------ Data extract ------

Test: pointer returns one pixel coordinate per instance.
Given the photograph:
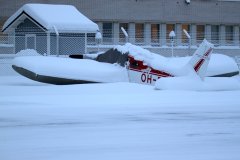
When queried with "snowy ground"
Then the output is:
(114, 121)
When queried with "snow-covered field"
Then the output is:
(114, 121)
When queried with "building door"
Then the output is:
(30, 41)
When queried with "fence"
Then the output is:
(72, 44)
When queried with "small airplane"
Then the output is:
(127, 63)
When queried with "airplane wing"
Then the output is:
(56, 70)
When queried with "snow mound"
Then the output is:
(83, 69)
(196, 84)
(27, 52)
(48, 16)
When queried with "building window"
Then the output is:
(155, 30)
(200, 33)
(121, 34)
(229, 35)
(107, 32)
(139, 33)
(215, 34)
(185, 40)
(170, 27)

------

What is being asked:
Find the number of lines in the records that contain "queried", and write that number only.

Exercise response:
8